TASK GOAL -
Render every line of the listing below as a Markdown table with two columns, "Row" for the row number and "Line" for the line itself, and leave out any blank lines.

[Records]
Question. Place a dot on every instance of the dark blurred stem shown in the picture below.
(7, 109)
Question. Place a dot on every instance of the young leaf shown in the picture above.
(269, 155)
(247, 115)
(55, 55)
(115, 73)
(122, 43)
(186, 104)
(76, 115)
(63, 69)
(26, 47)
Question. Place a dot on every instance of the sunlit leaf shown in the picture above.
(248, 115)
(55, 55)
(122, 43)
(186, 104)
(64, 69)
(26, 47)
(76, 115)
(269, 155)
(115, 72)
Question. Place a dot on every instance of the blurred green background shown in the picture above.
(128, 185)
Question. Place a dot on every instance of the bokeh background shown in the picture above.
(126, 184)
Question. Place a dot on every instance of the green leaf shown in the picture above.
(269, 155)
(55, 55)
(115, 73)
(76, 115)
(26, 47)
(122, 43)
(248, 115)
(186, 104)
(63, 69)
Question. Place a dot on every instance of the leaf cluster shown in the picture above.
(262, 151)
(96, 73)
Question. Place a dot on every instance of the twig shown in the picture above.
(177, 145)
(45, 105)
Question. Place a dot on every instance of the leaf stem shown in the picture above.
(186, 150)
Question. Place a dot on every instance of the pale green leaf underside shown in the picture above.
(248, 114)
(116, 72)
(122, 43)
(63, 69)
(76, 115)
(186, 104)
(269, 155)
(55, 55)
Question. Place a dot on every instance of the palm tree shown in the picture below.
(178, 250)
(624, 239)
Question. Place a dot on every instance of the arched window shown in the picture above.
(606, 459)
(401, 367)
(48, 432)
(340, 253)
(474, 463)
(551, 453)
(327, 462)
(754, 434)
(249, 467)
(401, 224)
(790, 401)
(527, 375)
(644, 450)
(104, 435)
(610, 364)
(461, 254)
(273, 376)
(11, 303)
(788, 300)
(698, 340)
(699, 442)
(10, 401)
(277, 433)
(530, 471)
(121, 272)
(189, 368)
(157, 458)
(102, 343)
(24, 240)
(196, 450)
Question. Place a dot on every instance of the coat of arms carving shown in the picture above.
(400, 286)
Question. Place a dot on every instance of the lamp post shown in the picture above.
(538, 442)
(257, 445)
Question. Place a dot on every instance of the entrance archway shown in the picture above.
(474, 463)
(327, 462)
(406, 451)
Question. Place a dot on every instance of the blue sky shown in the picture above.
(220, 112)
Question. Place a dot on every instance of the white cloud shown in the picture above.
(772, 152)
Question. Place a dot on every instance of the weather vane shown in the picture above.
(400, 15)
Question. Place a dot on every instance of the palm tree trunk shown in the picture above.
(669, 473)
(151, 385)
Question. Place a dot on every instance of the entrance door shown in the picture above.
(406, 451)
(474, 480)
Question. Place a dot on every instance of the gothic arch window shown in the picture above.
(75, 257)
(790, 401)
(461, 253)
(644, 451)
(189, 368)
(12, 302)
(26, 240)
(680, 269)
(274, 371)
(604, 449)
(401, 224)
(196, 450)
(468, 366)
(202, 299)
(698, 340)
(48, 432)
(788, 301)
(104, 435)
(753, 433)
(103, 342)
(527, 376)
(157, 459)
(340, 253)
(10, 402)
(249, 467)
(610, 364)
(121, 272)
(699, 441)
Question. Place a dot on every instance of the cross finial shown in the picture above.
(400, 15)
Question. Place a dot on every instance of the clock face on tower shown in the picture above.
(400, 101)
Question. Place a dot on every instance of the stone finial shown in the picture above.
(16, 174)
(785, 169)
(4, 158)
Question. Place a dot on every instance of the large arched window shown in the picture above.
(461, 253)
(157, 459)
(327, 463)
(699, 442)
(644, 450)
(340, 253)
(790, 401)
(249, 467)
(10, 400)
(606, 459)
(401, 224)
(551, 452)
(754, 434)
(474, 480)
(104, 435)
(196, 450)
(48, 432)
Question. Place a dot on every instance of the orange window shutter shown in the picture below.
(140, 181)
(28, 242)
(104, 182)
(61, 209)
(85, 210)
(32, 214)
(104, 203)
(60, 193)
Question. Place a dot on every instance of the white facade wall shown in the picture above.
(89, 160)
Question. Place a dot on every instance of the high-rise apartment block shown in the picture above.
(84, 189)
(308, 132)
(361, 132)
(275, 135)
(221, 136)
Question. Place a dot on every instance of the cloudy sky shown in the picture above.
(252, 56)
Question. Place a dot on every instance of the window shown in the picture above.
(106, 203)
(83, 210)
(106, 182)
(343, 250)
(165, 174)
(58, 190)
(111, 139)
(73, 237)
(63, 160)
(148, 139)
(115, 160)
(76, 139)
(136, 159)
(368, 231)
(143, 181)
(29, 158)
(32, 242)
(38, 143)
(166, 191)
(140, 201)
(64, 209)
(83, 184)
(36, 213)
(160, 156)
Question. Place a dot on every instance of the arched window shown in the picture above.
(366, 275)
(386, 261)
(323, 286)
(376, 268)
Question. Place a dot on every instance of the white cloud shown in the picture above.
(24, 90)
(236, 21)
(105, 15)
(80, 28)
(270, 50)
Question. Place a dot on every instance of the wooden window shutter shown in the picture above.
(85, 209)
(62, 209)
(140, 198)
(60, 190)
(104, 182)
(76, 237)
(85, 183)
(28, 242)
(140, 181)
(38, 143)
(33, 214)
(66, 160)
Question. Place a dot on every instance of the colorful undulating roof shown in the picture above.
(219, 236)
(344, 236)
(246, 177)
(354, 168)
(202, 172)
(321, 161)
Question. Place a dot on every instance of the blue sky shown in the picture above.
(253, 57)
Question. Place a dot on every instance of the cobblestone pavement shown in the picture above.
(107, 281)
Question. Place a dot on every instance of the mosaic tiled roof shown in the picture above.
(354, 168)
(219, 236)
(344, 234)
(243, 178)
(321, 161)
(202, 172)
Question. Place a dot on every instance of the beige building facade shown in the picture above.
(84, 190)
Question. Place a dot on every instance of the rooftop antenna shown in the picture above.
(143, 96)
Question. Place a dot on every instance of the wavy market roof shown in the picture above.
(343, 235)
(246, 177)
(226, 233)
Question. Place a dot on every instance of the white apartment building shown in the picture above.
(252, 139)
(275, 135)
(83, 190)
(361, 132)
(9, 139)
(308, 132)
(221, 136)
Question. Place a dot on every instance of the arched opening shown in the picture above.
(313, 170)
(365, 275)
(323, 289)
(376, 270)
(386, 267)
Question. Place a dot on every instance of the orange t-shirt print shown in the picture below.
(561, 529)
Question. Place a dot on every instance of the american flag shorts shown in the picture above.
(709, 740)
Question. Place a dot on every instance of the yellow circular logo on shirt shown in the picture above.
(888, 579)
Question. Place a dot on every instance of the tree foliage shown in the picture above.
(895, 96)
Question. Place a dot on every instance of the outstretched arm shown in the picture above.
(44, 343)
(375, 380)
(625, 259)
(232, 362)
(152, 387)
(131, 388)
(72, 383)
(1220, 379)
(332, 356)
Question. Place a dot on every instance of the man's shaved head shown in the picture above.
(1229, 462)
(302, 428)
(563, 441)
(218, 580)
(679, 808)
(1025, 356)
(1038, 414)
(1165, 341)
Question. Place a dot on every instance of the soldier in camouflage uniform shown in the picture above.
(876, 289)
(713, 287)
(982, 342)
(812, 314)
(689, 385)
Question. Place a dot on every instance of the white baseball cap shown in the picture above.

FULL RESPONSE -
| Row | Line |
|---|---|
| 1 | Question. Place a dot on every instance of the dark blurred stem shown in the picture below. |
| 2 | (7, 109) |
| 3 | Question. Place a dot on every instance of the young leaf shown in the picture above. |
| 4 | (269, 155) |
| 5 | (247, 115) |
| 6 | (55, 55) |
| 7 | (115, 73) |
| 8 | (122, 43) |
| 9 | (186, 104) |
| 10 | (76, 115) |
| 11 | (63, 69) |
| 12 | (26, 47) |
| 13 | Question. Place a dot on every instance of the sunlit leaf shown in the picture above. |
| 14 | (248, 115) |
| 15 | (55, 55) |
| 16 | (122, 43) |
| 17 | (186, 104) |
| 18 | (64, 69) |
| 19 | (26, 47) |
| 20 | (76, 115) |
| 21 | (269, 155) |
| 22 | (115, 72) |
| 23 | Question. Place a dot on every instance of the blurred green background shown in the picture above. |
| 24 | (128, 185) |
| 25 | Question. Place a dot on every instance of the bokeh background shown in the picture above. |
| 26 | (126, 184) |
| 27 | Question. Place a dot on every instance of the green leaf shown in the picture above. |
| 28 | (269, 155) |
| 29 | (55, 55) |
| 30 | (115, 73) |
| 31 | (76, 115) |
| 32 | (26, 47) |
| 33 | (122, 43) |
| 34 | (248, 115) |
| 35 | (186, 104) |
| 36 | (63, 69) |
| 37 | Question. Place a dot on every instance of the leaf cluster shown in the picture above. |
| 38 | (262, 151) |
| 39 | (96, 73) |
| 40 | Question. Place a dot on every instance of the twig shown in the picture above. |
| 41 | (177, 145) |
| 42 | (45, 105) |
| 43 | Question. Place a dot on every instance of the leaf stem shown in the picture above. |
| 44 | (186, 150) |
| 45 | Question. Place a dot on every instance of the pale green leaf underside shown in the picture above. |
| 46 | (248, 114) |
| 47 | (116, 72) |
| 48 | (122, 43) |
| 49 | (63, 69) |
| 50 | (76, 115) |
| 51 | (186, 104) |
| 52 | (269, 155) |
| 53 | (55, 55) |
| 54 | Question. Place a dot on every instance of the palm tree shown in the picture below. |
| 55 | (178, 250) |
| 56 | (624, 239) |
| 57 | Question. Place a dot on every instance of the arched window shown in the picture above. |
| 58 | (606, 459) |
| 59 | (401, 367) |
| 60 | (48, 432) |
| 61 | (340, 253) |
| 62 | (474, 463) |
| 63 | (551, 453) |
| 64 | (327, 462) |
| 65 | (754, 434) |
| 66 | (249, 467) |
| 67 | (401, 224) |
| 68 | (790, 401) |
| 69 | (527, 375) |
| 70 | (644, 450) |
| 71 | (104, 435) |
| 72 | (610, 364) |
| 73 | (461, 254) |
| 74 | (273, 376) |
| 75 | (11, 303) |
| 76 | (788, 300) |
| 77 | (698, 340) |
| 78 | (699, 442) |
| 79 | (10, 401) |
| 80 | (277, 433) |
| 81 | (530, 471) |
| 82 | (121, 272) |
| 83 | (189, 368) |
| 84 | (157, 458) |
| 85 | (102, 343) |
| 86 | (24, 240) |
| 87 | (196, 450) |
| 88 | Question. Place a dot on every instance of the coat of arms carving shown in the picture above. |
| 89 | (400, 286) |
| 90 | Question. Place a dot on every instance of the lamp post shown in the picture above. |
| 91 | (538, 442) |
| 92 | (257, 445) |
| 93 | Question. Place a dot on every instance of the entrance archway shown in the picture above. |
| 94 | (474, 463) |
| 95 | (327, 462) |
| 96 | (406, 451) |
| 97 | Question. Place a dot on every instance of the blue sky shown in the picture above. |
| 98 | (220, 112) |
| 99 | Question. Place a dot on every instance of the white cloud shown in the picture above. |
| 100 | (772, 152) |
| 101 | Question. Place a dot on every instance of the weather vane shown in the picture above. |
| 102 | (400, 15) |
| 103 | Question. Place a dot on every instance of the palm tree trunk shown in the picture above. |
| 104 | (669, 473) |
| 105 | (151, 385) |
| 106 | Question. Place a dot on every instance of the entrance door shown in the picture above. |
| 107 | (406, 451) |
| 108 | (474, 480) |
| 109 | Question. Place a dot on every instance of the gothic arch window shown in the picture above. |
| 110 | (75, 257) |
| 111 | (790, 401) |
| 112 | (461, 253) |
| 113 | (644, 451) |
| 114 | (189, 368) |
| 115 | (12, 302) |
| 116 | (26, 240) |
| 117 | (680, 269) |
| 118 | (274, 371) |
| 119 | (604, 449) |
| 120 | (401, 224) |
| 121 | (196, 450) |
| 122 | (468, 366) |
| 123 | (202, 299) |
| 124 | (698, 340) |
| 125 | (48, 432) |
| 126 | (788, 301) |
| 127 | (104, 435) |
| 128 | (753, 433) |
| 129 | (103, 342) |
| 130 | (527, 376) |
| 131 | (157, 459) |
| 132 | (340, 253) |
| 133 | (10, 402) |
| 134 | (249, 467) |
| 135 | (610, 364) |
| 136 | (121, 272) |
| 137 | (699, 441) |
| 138 | Question. Place a dot on every instance of the cross finial shown in the picture above. |
| 139 | (400, 15) |
| 140 | Question. Place a dot on every instance of the clock face on tower shown in the picture above. |
| 141 | (400, 101) |
| 142 | Question. Place a dot on every instance of the stone finial shown in the picture above. |
| 143 | (16, 174) |
| 144 | (785, 169) |
| 145 | (4, 158) |
| 146 | Question. Place a dot on every instance of the large arched window shown in the picture above. |
| 147 | (461, 253) |
| 148 | (157, 459) |
| 149 | (327, 463) |
| 150 | (699, 442) |
| 151 | (644, 450) |
| 152 | (340, 253) |
| 153 | (790, 401) |
| 154 | (249, 467) |
| 155 | (10, 400) |
| 156 | (606, 459) |
| 157 | (401, 224) |
| 158 | (551, 452) |
| 159 | (754, 434) |
| 160 | (474, 480) |
| 161 | (104, 435) |
| 162 | (196, 450) |
| 163 | (48, 432) |
| 164 | Question. Place a dot on every instance of the orange window shutter shown in the picture below. |
| 165 | (140, 181) |
| 166 | (28, 242) |
| 167 | (104, 182) |
| 168 | (61, 209) |
| 169 | (85, 210) |
| 170 | (32, 214) |
| 171 | (104, 203) |
| 172 | (60, 193) |
| 173 | Question. Place a dot on every instance of the white facade wall shown in the picture above. |
| 174 | (89, 160) |
| 175 | Question. Place a dot on every instance of the high-rise apartment block shown in the picture above. |
| 176 | (84, 189) |
| 177 | (308, 132) |
| 178 | (361, 132) |
| 179 | (275, 135) |
| 180 | (221, 136) |
| 181 | Question. Place a dot on every instance of the cloudy sky shown in the picture above. |
| 182 | (252, 56) |
| 183 | Question. Place a dot on every instance of the window shown in the picture above. |
| 184 | (106, 203) |
| 185 | (83, 210) |
| 186 | (106, 182) |
| 187 | (343, 250) |
| 188 | (165, 174) |
| 189 | (58, 190) |
| 190 | (111, 139) |
| 191 | (73, 237) |
| 192 | (63, 160) |
| 193 | (148, 139) |
| 194 | (115, 160) |
| 195 | (76, 139) |
| 196 | (136, 159) |
| 197 | (368, 231) |
| 198 | (143, 181) |
| 199 | (29, 158) |
| 200 | (32, 242) |
| 201 | (38, 143) |
| 202 | (166, 191) |
| 203 | (140, 201) |
| 204 | (64, 209) |
| 205 | (83, 184) |
| 206 | (36, 213) |
| 207 | (160, 156) |
| 208 | Question. Place a dot on every instance of the arched window shown in the picture above. |
| 209 | (366, 275) |
| 210 | (386, 261) |
| 211 | (323, 286) |
| 212 | (376, 268) |
| 213 | Question. Place a dot on every instance of the white cloud shown in the picture above. |
| 214 | (24, 90) |
| 215 | (236, 21) |
| 216 | (105, 15) |
| 217 | (80, 28) |
| 218 | (270, 50) |
| 219 | Question. Place a dot on every instance of the wooden window shutter shown in the picture above. |
| 220 | (85, 209) |
| 221 | (62, 209) |
| 222 | (140, 198) |
| 223 | (60, 190) |
| 224 | (104, 182) |
| 225 | (76, 237) |
| 226 | (85, 183) |
| 227 | (28, 242) |
| 228 | (140, 181) |
| 229 | (38, 143) |
| 230 | (33, 214) |
| 231 | (66, 160) |
| 232 | Question. Place a dot on every instance of the colorful undulating roof shown in the picture above. |
| 233 | (219, 236) |
| 234 | (344, 236) |
| 235 | (246, 177) |
| 236 | (354, 168) |
| 237 | (202, 172) |
| 238 | (321, 161) |
| 239 | Question. Place a dot on every instance of the blue sky shown in the picture above. |
| 240 | (253, 57) |
| 241 | Question. Place a dot on every instance of the cobblestone pavement shown in the picture above. |
| 242 | (107, 281) |
| 243 | Question. Place a dot on every instance of the mosaic tiled roof shown in the picture above. |
| 244 | (354, 168) |
| 245 | (219, 236) |
| 246 | (344, 234) |
| 247 | (243, 178) |
| 248 | (321, 161) |
| 249 | (202, 172) |
| 250 | Question. Place a dot on every instance of the beige building facade shown in the picture above. |
| 251 | (84, 190) |
| 252 | Question. Place a dot on every instance of the rooftop antenna shown in the picture above. |
| 253 | (143, 96) |
| 254 | Question. Place a dot on every instance of the wavy market roof shown in the picture above. |
| 255 | (343, 235) |
| 256 | (246, 177) |
| 257 | (226, 233) |
| 258 | Question. Place a dot on every instance of the white apartment building shown in the picture above. |
| 259 | (252, 139) |
| 260 | (275, 135) |
| 261 | (83, 190) |
| 262 | (361, 132) |
| 263 | (9, 139) |
| 264 | (308, 132) |
| 265 | (221, 136) |
| 266 | Question. Place a dot on every instance of the arched opening shown in the picture above. |
| 267 | (313, 170) |
| 268 | (365, 275) |
| 269 | (323, 289) |
| 270 | (376, 270) |
| 271 | (386, 267) |
| 272 | Question. Place a dot on every instance of the orange t-shirt print shown in the picture below. |
| 273 | (561, 529) |
| 274 | Question. Place a dot on every instance of the american flag shorts shown in the picture above. |
| 275 | (709, 740) |
| 276 | Question. Place a dot on every instance of the yellow circular logo on shirt shown in the picture above. |
| 277 | (888, 579) |
| 278 | Question. Place a dot on every instance of the tree foliage shown in the picture above. |
| 279 | (895, 96) |
| 280 | Question. Place a dot on every instance of the outstretched arm shown in the picture above. |
| 281 | (44, 343) |
| 282 | (375, 380) |
| 283 | (625, 259) |
| 284 | (232, 362) |
| 285 | (152, 387) |
| 286 | (131, 388) |
| 287 | (72, 383) |
| 288 | (1220, 379) |
| 289 | (332, 356) |
| 290 | Question. Place a dot on every instance of the man's shaved head shown in the picture above. |
| 291 | (1229, 462) |
| 292 | (302, 428) |
| 293 | (563, 441) |
| 294 | (218, 580) |
| 295 | (679, 808) |
| 296 | (1025, 356) |
| 297 | (1038, 414) |
| 298 | (1165, 341) |
| 299 | Question. Place a dot on every instance of the soldier in camouflage uniform shown in the picture above. |
| 300 | (876, 289) |
| 301 | (713, 287) |
| 302 | (982, 342) |
| 303 | (812, 314) |
| 304 | (689, 385) |
| 305 | Question. Place a dot on every instance of the white baseball cap shown in the picture above. |